──────── INPUT FOR THIS TASK
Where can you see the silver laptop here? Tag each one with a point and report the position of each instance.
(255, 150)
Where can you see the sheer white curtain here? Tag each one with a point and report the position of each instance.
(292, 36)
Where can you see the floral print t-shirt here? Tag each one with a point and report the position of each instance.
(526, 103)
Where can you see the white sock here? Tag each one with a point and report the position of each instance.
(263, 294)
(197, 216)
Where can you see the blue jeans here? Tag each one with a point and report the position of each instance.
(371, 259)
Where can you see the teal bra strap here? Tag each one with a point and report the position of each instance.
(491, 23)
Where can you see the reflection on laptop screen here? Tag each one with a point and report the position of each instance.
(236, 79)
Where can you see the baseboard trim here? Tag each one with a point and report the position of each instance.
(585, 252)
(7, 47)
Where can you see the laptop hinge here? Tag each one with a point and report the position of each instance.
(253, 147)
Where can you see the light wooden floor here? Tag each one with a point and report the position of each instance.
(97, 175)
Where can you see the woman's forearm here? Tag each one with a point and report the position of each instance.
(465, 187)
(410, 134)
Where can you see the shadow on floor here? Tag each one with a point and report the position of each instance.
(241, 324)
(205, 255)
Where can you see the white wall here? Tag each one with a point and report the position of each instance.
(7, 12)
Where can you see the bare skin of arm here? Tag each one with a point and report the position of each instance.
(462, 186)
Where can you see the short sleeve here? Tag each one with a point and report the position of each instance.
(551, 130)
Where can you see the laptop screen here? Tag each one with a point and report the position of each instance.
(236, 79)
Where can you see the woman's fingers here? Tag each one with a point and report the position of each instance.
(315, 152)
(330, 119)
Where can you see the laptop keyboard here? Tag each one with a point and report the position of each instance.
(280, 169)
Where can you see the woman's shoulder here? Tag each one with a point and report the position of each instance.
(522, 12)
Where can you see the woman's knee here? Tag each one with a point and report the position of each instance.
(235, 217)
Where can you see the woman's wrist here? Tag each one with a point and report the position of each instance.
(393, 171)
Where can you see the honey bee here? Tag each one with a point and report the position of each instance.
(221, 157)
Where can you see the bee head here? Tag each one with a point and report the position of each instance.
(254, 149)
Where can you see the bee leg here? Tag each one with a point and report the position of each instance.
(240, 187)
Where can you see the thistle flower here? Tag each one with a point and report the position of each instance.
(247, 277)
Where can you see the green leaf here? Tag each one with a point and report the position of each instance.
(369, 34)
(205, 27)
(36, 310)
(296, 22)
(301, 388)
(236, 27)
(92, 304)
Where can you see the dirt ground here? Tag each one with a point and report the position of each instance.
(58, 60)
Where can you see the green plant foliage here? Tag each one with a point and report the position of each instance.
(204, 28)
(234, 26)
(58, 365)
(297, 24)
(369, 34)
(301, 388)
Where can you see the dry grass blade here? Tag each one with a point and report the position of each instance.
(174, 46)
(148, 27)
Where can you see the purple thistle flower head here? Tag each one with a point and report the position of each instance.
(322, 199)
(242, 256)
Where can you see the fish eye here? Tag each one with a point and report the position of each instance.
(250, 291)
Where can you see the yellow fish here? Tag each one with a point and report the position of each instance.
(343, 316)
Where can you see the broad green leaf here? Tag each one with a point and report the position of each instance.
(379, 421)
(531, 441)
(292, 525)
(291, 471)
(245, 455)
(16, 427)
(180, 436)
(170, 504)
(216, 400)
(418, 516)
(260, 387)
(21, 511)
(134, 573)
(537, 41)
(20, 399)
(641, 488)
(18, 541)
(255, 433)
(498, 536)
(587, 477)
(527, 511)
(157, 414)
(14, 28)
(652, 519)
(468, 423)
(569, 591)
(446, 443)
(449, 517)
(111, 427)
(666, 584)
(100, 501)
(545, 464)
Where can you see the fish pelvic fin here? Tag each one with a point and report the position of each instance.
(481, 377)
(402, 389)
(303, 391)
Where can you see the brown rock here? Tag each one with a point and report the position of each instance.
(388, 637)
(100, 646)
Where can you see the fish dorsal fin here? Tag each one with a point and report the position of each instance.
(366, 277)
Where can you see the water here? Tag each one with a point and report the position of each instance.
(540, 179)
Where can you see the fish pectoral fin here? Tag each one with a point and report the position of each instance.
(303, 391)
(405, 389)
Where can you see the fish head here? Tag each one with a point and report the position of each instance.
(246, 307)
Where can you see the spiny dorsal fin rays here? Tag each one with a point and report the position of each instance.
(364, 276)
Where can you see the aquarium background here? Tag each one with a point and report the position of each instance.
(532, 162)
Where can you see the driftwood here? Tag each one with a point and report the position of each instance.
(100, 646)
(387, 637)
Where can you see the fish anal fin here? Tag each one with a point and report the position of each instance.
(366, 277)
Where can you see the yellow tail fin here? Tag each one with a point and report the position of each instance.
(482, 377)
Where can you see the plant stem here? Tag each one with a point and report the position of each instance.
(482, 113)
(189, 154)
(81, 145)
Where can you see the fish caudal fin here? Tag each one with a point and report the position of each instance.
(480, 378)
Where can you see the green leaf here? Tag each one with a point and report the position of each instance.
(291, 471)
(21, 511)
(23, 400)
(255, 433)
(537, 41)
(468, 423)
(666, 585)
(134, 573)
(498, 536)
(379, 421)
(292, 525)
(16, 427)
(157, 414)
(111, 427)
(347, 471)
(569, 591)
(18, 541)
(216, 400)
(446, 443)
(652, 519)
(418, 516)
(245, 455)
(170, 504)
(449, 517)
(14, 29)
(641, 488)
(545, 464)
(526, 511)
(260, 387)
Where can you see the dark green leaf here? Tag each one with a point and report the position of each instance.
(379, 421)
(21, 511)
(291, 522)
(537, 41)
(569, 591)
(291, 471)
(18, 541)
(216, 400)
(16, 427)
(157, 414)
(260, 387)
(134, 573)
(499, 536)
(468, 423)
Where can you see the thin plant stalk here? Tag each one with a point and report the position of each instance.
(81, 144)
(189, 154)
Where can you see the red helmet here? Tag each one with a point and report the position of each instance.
────────────────
GOAL OF THE EXERCISE. Render every line of the rows above as a JSON list of strings, one string per line, with blank lines dropped.

RESPONSE FOR THIS EXERCISE.
[
  "Where can you see the silver laptop here? Tag each one with a point and report the position of each instance.",
  "(255, 150)",
  "Where can you see the sheer white curtain here? Tag each one with a point and report the position of each instance.",
  "(292, 36)",
  "Where can you see the floral print t-shirt here? Tag each one with a point and report the position of each instance.",
  "(526, 103)",
  "Where can you see the white sock here? Tag each one with a point and report the position of each instance.",
  "(263, 294)",
  "(197, 216)",
  "Where can you see the blue jeans here? Tag each one with a point and report the position of each instance.",
  "(371, 259)",
  "Where can you see the teal bra strap here? Tag each one with a point and report the position of each instance.",
  "(491, 23)",
  "Where can you see the reflection on laptop screen here? Tag each one with a point and report the position of each instance.",
  "(236, 79)",
  "Where can you see the baseboard trim here? Tag each one with a point and report the position of each instance.",
  "(585, 252)",
  "(7, 47)",
  "Where can you see the laptop hinge here? Tag each one with a point and report the position of each instance.",
  "(253, 147)",
  "Where can you see the light wooden floor here? Tag each one with a point and report the position of each instance.",
  "(97, 175)",
  "Where can you see the woman's forearm here? Tag each one with a point and report the position of each instance.",
  "(465, 187)",
  "(410, 134)",
  "Where can you see the shadow on floor here? Tag each one with a point and report the position of each instance.",
  "(241, 324)",
  "(205, 255)",
  "Where can you see the white wall here? Tag each one with a point and report the position of each instance.",
  "(7, 12)",
  "Where can you see the bare skin of arm here? Tag each one with a point and report the position of each instance.",
  "(462, 186)",
  "Where can you see the short sleeve here? Tag each one with a point and report the position of each instance.",
  "(551, 130)",
  "Where can you see the laptop screen here? Tag each one with a point and report the position of each instance.",
  "(236, 79)",
  "Where can you see the woman's fingers here? Tag each one with a point and report the position of each instance.",
  "(315, 152)",
  "(330, 119)",
  "Where can you see the laptop keyboard here? Tag each one with a point and report the position of each instance.",
  "(280, 169)",
  "Where can you see the woman's shoulder here? Tag each one with a point and report the position of each instance.",
  "(522, 12)",
  "Where can you see the woman's knee here? Tag each one with a point and report the position of each instance.",
  "(235, 217)",
  "Where can you see the woman's wrist here? Tag each one with a point and report the position of each instance.",
  "(393, 171)",
  "Where can you see the honey bee here? Tag each one with a point and report the position of each instance.",
  "(221, 157)",
  "Where can you see the bee head here? Tag each one with a point and report the position of each instance.",
  "(254, 149)",
  "Where can you see the bee leg here? Tag each one with a point and report the position of each instance.",
  "(240, 187)",
  "Where can you see the thistle flower here? Tag each one with a point and report the position of each instance.",
  "(247, 277)",
  "Where can you see the green leaf here? Tag each one with a point and report the position of each instance.",
  "(369, 34)",
  "(205, 27)",
  "(36, 310)",
  "(296, 22)",
  "(301, 388)",
  "(236, 27)",
  "(92, 304)",
  "Where can you see the dirt ground here? Tag each one with a point and report the position of each instance.",
  "(58, 60)",
  "Where can you see the green plant foliage here? Tag each one with a point and report the position of each instance.",
  "(204, 28)",
  "(234, 26)",
  "(58, 365)",
  "(297, 24)",
  "(369, 34)",
  "(301, 388)",
  "Where can you see the dry grass blade here? Tag each one with a point and report the position of each instance.",
  "(174, 46)",
  "(148, 27)",
  "Where can you see the purple thistle flower head here? Tag each one with a point and report the position of each instance.",
  "(322, 199)",
  "(242, 256)",
  "Where can you see the fish eye here? Tag each one with a point and report the position of each instance.",
  "(250, 291)",
  "Where can you see the yellow fish here? Tag each one with a point and report the position of each instance.",
  "(343, 316)",
  "Where can you see the broad green leaf here? Tag each one with a point and report the position of each instance.",
  "(379, 421)",
  "(531, 441)",
  "(292, 525)",
  "(291, 471)",
  "(245, 455)",
  "(16, 427)",
  "(180, 436)",
  "(170, 504)",
  "(216, 400)",
  "(418, 516)",
  "(260, 387)",
  "(21, 511)",
  "(134, 573)",
  "(537, 41)",
  "(20, 399)",
  "(641, 488)",
  "(18, 541)",
  "(255, 433)",
  "(498, 536)",
  "(587, 477)",
  "(527, 511)",
  "(157, 414)",
  "(14, 28)",
  "(652, 519)",
  "(468, 423)",
  "(569, 591)",
  "(446, 443)",
  "(449, 517)",
  "(111, 427)",
  "(666, 584)",
  "(100, 501)",
  "(545, 464)",
  "Where can you see the fish pelvic fin here? Tag each one with a point and report the position of each instance.",
  "(481, 377)",
  "(402, 389)",
  "(303, 391)",
  "Where can you see the brown rock here? Tag each one with a point and report the position of each instance.",
  "(388, 637)",
  "(100, 646)",
  "Where can you see the fish dorsal fin here? Tag each one with a point and report the position of each instance.",
  "(366, 277)",
  "Where can you see the water here? Tag each one with a point and report the position of each instance.",
  "(540, 179)",
  "Where can you see the fish pectoral fin here? Tag each one with a point and report the position of each instance.",
  "(303, 391)",
  "(405, 389)",
  "Where can you see the fish head here? Tag each one with a point and report the position of each instance.",
  "(246, 307)",
  "Where can you see the spiny dorsal fin rays here? Tag each one with a point and report the position of each instance.",
  "(364, 276)",
  "Where can you see the aquarium background here? Tag each one with a point and report the position of each instance.",
  "(532, 162)",
  "Where can you see the driftwood here? Tag each one with a point and report the position of each instance.",
  "(100, 646)",
  "(387, 637)",
  "Where can you see the fish anal fin here? Tag each one with a point and report the position of each instance.",
  "(366, 277)",
  "Where can you see the yellow tail fin here? Tag each one with a point and report the position of each instance.",
  "(482, 377)",
  "Where can you see the plant stem here? Tag each one with a point and report the position of each instance.",
  "(482, 113)",
  "(189, 154)",
  "(81, 145)",
  "Where can you see the fish caudal fin here? Tag each one with a point and report the position of each instance.",
  "(480, 378)",
  "Where can you see the green leaf here? Tag each one with a point and report the position of each instance.",
  "(291, 471)",
  "(21, 511)",
  "(23, 400)",
  "(255, 433)",
  "(537, 41)",
  "(468, 423)",
  "(666, 585)",
  "(134, 573)",
  "(498, 536)",
  "(379, 421)",
  "(292, 525)",
  "(16, 427)",
  "(157, 414)",
  "(111, 427)",
  "(347, 471)",
  "(569, 591)",
  "(18, 541)",
  "(216, 400)",
  "(446, 443)",
  "(652, 519)",
  "(418, 516)",
  "(245, 455)",
  "(170, 504)",
  "(449, 517)",
  "(14, 29)",
  "(641, 488)",
  "(545, 464)",
  "(526, 511)",
  "(260, 387)",
  "Where can you see the dark green leaf here? Tag each one with a point and report the position of each instance.",
  "(379, 421)",
  "(21, 511)",
  "(291, 522)",
  "(537, 41)",
  "(569, 591)",
  "(291, 471)",
  "(18, 541)",
  "(216, 400)",
  "(16, 427)",
  "(157, 414)",
  "(260, 387)",
  "(134, 573)",
  "(499, 536)",
  "(468, 423)",
  "Where can you see the thin plant stalk here? Tag each one with a point and report the position of each instance.",
  "(81, 144)",
  "(189, 154)",
  "Where can you see the red helmet here? Tag each one with a point and report the position of each instance."
]